▶ Trecho da página
TIRO NO PÉ
As CPIs e a falta que faz o ministro Paulo Brossard
14 de abril de 2014, 7h26
Ministro erudito, exímio conhecedor do sistema presidencialista, com sua radical divisão de poderes, Paulo Brossard deixou muitas marcas em sua passagem no Supremo Tribunal Federal. Com certeza, a oxigenação da experiência política vivida por ele, a encarar com naturalidade as contradições da política que lhe são inerentes, responde pela visão aberta, plural da mesma política e dos políticos. O que se destaca, porém, na compreensão de Paulo Brossard não está expresso em seus votos; está inexoravelmente explicitado na confiança na política democrática praticada pelos políticos que temos, construída durante longo tempo de civilizado civismo.
O seletivo cinismo a tentar descredenciar cotidianamente nossa política e nossos políticos não passaria despercebido da visão de Brossard. E não seria despercebido devido à racionalidade que Brossard enxergava na política e nos políticos: os deputados e senadores foram eleitos pelo povo, que pode errar ou fazer escolhas inadequadas. Pior: não raro a democracia escolhe seus próprios carrascos. Residirá, porém, nas mãos do mesmo povo a possibilidade de modificação de suas escolhas. Será com este amadurecimento que um povo consolida sua própria democracia; jamais com a correção moralista de quem quer seja, ou dos chamados órgãos de fiscalização. Muitos menos do Judiciário.

▶ Seção de dados
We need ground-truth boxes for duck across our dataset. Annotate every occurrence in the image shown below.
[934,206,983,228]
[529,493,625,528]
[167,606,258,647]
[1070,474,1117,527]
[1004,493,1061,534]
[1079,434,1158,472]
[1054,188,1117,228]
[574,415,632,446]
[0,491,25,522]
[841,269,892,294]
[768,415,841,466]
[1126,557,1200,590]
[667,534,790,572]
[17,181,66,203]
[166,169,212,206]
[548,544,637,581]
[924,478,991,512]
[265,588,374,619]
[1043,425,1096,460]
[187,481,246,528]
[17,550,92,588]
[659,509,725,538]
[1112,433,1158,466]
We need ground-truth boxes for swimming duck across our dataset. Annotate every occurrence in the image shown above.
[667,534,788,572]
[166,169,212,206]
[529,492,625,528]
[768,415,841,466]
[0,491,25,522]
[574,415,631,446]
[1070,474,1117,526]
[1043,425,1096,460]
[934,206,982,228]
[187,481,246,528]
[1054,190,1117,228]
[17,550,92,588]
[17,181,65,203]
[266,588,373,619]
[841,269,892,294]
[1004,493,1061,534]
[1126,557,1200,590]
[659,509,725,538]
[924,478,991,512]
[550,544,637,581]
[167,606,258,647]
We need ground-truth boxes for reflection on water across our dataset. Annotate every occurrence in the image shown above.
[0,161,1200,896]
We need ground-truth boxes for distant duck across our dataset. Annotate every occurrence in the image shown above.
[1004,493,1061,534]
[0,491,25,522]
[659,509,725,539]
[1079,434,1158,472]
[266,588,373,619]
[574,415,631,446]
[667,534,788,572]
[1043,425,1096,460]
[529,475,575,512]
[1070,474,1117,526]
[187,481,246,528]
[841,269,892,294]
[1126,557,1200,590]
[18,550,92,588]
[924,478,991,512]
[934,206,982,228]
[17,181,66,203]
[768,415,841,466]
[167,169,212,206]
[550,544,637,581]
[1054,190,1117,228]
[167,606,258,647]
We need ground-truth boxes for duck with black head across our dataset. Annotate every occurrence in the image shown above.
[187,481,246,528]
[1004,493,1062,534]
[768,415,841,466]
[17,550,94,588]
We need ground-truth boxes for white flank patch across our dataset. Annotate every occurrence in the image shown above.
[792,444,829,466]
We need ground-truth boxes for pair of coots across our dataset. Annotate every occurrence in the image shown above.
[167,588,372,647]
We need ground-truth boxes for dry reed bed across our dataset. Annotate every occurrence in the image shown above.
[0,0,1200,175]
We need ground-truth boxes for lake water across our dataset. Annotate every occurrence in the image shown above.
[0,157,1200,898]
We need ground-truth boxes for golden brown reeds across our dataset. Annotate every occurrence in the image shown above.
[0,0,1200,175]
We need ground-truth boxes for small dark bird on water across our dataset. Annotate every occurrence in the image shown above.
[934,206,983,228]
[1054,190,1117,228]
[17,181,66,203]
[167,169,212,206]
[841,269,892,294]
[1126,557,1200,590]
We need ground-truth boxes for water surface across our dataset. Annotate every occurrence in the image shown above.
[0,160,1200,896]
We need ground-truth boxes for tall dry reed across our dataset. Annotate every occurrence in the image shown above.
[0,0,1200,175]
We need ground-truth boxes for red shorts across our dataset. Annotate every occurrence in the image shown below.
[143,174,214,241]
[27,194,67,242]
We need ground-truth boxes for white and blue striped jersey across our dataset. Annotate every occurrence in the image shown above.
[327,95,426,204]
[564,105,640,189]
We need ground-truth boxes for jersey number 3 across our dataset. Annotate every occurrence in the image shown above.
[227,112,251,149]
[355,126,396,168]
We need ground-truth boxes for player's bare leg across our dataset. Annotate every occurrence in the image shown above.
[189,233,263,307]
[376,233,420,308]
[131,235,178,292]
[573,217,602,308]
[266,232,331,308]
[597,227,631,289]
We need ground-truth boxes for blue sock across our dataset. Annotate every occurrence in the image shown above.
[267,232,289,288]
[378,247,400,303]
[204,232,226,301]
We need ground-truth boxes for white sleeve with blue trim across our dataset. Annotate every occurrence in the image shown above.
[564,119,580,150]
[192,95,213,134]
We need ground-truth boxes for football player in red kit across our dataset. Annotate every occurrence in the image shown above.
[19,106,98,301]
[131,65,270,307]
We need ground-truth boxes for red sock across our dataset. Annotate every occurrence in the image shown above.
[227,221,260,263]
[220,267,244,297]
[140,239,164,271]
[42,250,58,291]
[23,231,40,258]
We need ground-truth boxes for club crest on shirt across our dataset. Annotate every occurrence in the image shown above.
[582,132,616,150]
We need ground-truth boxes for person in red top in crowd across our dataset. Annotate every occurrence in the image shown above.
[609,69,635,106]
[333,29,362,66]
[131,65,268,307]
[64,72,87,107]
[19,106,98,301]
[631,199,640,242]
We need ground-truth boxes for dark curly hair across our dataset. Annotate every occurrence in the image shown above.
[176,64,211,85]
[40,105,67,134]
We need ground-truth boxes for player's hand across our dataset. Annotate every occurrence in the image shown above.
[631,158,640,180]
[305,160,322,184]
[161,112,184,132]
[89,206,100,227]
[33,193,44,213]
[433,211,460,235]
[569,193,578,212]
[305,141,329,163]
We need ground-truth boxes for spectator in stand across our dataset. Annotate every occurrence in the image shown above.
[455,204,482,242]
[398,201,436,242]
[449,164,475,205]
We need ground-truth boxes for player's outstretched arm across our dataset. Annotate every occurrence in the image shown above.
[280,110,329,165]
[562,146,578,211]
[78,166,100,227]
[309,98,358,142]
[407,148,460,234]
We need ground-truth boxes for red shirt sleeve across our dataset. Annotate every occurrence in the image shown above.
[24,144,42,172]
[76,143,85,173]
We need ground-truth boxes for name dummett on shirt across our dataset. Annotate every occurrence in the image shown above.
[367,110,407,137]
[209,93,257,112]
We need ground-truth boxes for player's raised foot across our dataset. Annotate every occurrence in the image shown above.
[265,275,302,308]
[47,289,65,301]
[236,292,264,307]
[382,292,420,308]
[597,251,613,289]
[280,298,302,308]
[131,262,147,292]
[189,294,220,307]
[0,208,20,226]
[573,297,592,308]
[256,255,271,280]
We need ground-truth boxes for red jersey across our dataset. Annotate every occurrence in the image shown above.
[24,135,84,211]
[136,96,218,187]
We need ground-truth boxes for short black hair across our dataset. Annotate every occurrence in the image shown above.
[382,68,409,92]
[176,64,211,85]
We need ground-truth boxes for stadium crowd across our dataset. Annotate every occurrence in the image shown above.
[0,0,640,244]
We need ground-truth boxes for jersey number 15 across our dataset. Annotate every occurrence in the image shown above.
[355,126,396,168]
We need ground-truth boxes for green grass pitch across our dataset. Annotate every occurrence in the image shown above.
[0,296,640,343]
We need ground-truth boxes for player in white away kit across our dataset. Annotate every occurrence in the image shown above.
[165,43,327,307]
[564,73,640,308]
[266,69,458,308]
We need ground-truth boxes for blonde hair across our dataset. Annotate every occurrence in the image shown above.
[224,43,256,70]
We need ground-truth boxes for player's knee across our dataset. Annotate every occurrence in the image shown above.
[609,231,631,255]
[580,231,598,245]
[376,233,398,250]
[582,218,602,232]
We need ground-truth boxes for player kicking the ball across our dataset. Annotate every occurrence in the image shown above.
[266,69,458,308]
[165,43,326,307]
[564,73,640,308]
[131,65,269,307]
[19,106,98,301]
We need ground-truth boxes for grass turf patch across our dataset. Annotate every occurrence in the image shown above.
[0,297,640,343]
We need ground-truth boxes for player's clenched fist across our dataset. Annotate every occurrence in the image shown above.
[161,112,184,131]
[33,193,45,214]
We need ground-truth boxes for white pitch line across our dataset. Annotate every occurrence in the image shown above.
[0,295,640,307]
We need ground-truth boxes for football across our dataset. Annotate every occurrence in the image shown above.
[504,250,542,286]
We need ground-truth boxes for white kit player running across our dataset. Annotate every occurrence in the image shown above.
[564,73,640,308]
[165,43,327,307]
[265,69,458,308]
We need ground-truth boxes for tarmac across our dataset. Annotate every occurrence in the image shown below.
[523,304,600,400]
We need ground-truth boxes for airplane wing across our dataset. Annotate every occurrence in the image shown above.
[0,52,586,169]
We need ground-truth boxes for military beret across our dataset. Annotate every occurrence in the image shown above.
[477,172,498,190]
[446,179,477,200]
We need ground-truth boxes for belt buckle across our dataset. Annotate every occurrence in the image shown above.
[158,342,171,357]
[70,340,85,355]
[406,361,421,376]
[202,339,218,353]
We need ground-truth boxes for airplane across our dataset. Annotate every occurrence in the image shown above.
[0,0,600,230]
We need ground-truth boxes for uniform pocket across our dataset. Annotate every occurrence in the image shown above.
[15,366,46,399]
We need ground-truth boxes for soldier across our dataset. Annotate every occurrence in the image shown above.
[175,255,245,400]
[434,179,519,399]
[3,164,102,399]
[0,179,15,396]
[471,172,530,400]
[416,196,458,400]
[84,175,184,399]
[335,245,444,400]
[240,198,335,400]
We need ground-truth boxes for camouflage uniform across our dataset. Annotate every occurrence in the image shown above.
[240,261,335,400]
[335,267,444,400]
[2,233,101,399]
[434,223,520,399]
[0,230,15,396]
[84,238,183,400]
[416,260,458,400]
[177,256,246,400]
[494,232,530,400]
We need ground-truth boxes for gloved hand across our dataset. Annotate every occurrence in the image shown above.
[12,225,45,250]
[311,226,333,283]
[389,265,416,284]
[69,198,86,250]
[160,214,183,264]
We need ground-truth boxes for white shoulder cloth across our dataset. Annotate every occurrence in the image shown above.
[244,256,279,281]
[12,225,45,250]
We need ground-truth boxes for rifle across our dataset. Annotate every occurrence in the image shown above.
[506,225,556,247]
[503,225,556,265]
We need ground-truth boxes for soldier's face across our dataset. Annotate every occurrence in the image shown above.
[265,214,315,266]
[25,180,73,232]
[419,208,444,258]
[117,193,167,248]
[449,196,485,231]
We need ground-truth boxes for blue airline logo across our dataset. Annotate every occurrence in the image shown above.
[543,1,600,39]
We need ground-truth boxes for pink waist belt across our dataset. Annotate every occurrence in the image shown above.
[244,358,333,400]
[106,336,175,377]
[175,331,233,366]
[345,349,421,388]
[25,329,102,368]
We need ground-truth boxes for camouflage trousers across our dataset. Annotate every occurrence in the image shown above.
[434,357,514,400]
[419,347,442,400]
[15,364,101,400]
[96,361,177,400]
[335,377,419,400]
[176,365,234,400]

▶ Tarefas
1. Reescreva o trecho do texto sobre Paulo Brossard desde "O seletivo cinismo" até "menos do Judiciário.", inclusive, trocando "carrascos" por "algozes".
2. Monte uma tabela em Markdown com as colunas Número e Conteúdo para as linhas de dados, da linha com "We need ground-truth boxes for dry" até a linha com "[597,227,631,289]", inclusive, sem as linhas em branco.
O texto e as linhas de dados não têm relação entre si.

▶ Respostas
1.
O seletivo cinismo a tentar descredenciar cotidianamente nossa política e nossos políticos não passaria despercebido da visão de Brossard. E não seria despercebido devido à racionalidade que Brossard enxergava na política e nos políticos: os deputados e senadores foram eleitos pelo povo, que pode errar ou fazer escolhas inadequadas. Pior: não raro a democracia escolhe seus próprios algozes. Residirá, porém, nas mãos do mesmo povo a possibilidade de modificação de suas escolhas. Será com este amadurecimento que um povo consolida sua própria democracia; jamais com a correção moralista de quem quer seja, ou dos chamados órgãos de fiscalização. Muitos menos do Judiciário.

2.
| Número | Conteúdo |
|---|---|
| 1 | We need ground-truth boxes for dry reed bed across our dataset. Annotate every occurrence in the image shown above. |
| 2 | [0,0,1200,175] |
| 3 | We need ground-truth boxes for lake water across our dataset. Annotate every occurrence in the image shown above. |
| 4 | [0,157,1200,898] |
| 5 | We need ground-truth boxes for golden brown reeds across our dataset. Annotate every occurrence in the image shown above. |
| 6 | [0,0,1200,175] |
| 7 | We need ground-truth boxes for small dark bird on water across our dataset. Annotate every occurrence in the image shown above. |
| 8 | [934,206,983,228] |
| 9 | [1054,190,1117,228] |
| 10 | [17,181,66,203] |
| 11 | [167,169,212,206] |
| 12 | [841,269,892,294] |
| 13 | [1126,557,1200,590] |
| 14 | We need ground-truth boxes for water surface across our dataset. Annotate every occurrence in the image shown above. |
| 15 | [0,160,1200,896] |
| 16 | We need ground-truth boxes for tall dry reed across our dataset. Annotate every occurrence in the image shown above. |
| 17 | [0,0,1200,175] |
| 18 | We need ground-truth boxes for red shorts across our dataset. Annotate every occurrence in the image shown below. |
| 19 | [143,174,214,241] |
| 20 | [27,194,67,242] |
| 21 | We need ground-truth boxes for white and blue striped jersey across our dataset. Annotate every occurrence in the image shown above. |
| 22 | [327,95,426,204] |
| 23 | [564,105,640,189] |
| 24 | We need ground-truth boxes for jersey number 3 across our dataset. Annotate every occurrence in the image shown above. |
| 25 | [227,112,251,149] |
| 26 | [355,126,396,168] |
| 27 | We need ground-truth boxes for player's bare leg across our dataset. Annotate every occurrence in the image shown above. |
| 28 | [189,233,263,307] |
| 29 | [376,233,420,308] |
| 30 | [131,235,178,292] |
| 31 | [573,217,602,308] |
| 32 | [266,232,331,308] |
| 33 | [597,227,631,289] |